*Problems and tasks*:
a. The passage below about the caveats in the CRS report sets off each caveat with a bullet point. List the heading of every bulleted caveat.
b. Write the next part of the passage below on the CRS report's caveats, picking up after its final sentence.

*Text passage*:
━━━

At the same time, the CRS report offers caveats that undercut such a broad-brush conclusion. Here are some of them:
• Uncertain measurements. Not only is the science of estimating reserves and potentially recoverable resources subject to conjecture, but there’s no guarantee that every country’s data is reliable, since not every nation has put the same effort into researching the question — or, if they have, they may not be interested in sharing accurate information with economic rivals. In addition, the data is old, CRS says. “There has been no reliable source for estimates of undiscovered oil and natural gas resources internationally since the U.S. Geological Survey completed its World Petroleum Assessment in 2000,” CRS wrote.
• The role of coal. The United States’ top ranking owes much to its lead in coal. But coal’s uses are limited since, barring some undiscovered technological advance, it cannot be used to power automobiles and other vehicles. “Not now nor in the near future will coal be a fuel source for transportation, as oil is,” said Robin Dutta, research associate at the University of Delaware’s Center for Energy and Environmental Policy. Because of this, Dutta called it “a false comparison” to compare, say, Saudi Arabia’s reserves to those in the United States.
In addition, coal’s future viability as a fuel is somewhat in question because it is believed to be a major contributor of carbon dioxide to the atmosphere. Many scientists believe that the impact of carbon dioxide emissions poses a serious ecological threat by promoting climate change, particularly on a long-term time scale.
• How economical will extraction be? There are large and potentially recoverable troves of fossil fuels in the United States, but there’s a question about whether, and how soon, they’ll be economically viable. Citing oil shale and methane hydrate resources as examples, CRS said that “the uncertainty associated with estimates of those deposits is too great to produce meaningful comparisons. … The final tally would have very little meaning considering the difficulties in estimating those resources.”
Also unknown is how much of an environmental cost there would be to extraction, or how much government investment would be necessary if the industry considered it uneconomical on its own terms.

━━━

*Records from a collection*:

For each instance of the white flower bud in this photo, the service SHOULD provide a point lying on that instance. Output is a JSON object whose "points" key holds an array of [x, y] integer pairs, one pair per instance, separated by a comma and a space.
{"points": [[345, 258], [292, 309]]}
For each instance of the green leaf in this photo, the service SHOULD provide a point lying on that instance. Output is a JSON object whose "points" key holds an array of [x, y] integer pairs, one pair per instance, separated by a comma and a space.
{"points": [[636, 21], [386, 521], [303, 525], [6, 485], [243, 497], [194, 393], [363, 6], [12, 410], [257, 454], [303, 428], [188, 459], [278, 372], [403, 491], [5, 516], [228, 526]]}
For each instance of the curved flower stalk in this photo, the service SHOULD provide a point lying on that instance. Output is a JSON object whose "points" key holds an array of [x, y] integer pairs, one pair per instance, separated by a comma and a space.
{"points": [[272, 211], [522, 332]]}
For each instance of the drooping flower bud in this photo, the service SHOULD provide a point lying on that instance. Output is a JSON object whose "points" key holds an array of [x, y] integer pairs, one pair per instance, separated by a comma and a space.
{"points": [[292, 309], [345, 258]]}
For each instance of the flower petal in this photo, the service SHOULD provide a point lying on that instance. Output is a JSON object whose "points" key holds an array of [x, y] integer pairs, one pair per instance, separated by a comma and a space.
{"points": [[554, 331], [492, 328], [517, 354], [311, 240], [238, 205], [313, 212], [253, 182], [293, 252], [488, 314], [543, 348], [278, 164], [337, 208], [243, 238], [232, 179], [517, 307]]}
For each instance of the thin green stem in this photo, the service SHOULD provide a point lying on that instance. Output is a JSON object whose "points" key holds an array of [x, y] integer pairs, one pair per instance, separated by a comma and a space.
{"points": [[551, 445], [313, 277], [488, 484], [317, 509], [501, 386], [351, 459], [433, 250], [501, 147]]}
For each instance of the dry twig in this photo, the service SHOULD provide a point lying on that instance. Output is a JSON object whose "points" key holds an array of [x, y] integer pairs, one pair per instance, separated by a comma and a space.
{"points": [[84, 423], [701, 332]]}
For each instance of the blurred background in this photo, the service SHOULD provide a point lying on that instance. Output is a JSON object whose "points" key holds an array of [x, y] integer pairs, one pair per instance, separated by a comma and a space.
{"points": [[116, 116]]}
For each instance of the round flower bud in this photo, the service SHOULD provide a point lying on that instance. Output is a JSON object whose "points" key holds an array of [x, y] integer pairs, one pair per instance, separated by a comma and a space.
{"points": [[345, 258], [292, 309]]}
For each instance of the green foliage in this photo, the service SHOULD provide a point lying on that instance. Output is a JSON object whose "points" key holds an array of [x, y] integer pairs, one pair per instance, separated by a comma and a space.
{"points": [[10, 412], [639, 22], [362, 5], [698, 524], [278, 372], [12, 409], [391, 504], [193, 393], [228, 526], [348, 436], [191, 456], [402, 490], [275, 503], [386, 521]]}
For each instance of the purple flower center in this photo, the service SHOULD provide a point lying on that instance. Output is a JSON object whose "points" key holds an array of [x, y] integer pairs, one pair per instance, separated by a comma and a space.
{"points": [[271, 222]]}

━━━

*Per-task answers*:
a.
1. Uncertain measurements
2. The role of coal
3. How economical will extraction be?

b.
• Non-fossil fuels. We noted that the CRS study didn’t measure nuclear energy or conventional forms of renewable energy such as solar, wind or biomass. Nor did it include more experimental technologies, such as energy from ocean waves, or even nuclear fusion. In the long term, one or more of these technologies may become more important than the fossil fuels we’re assessing here — but we don’t know which one, or what nation will be best positioned to take advantage of the new methods.
With its many windy and sunny locations, the U.S. could conceivably continue as the “king daddy dog” into a new era of renewable energy. But saying that today would be more speculative than certain.
Our ruling
Bachmann can point to some very specific numbers from a credible source — CRS — that place the United States first in the world in fossil-fuel reserves. But while she cited this big number from the CRS report at Poinciana, she also glossed over a number of caveats that raise questions about the significance of the No. 1 ranking.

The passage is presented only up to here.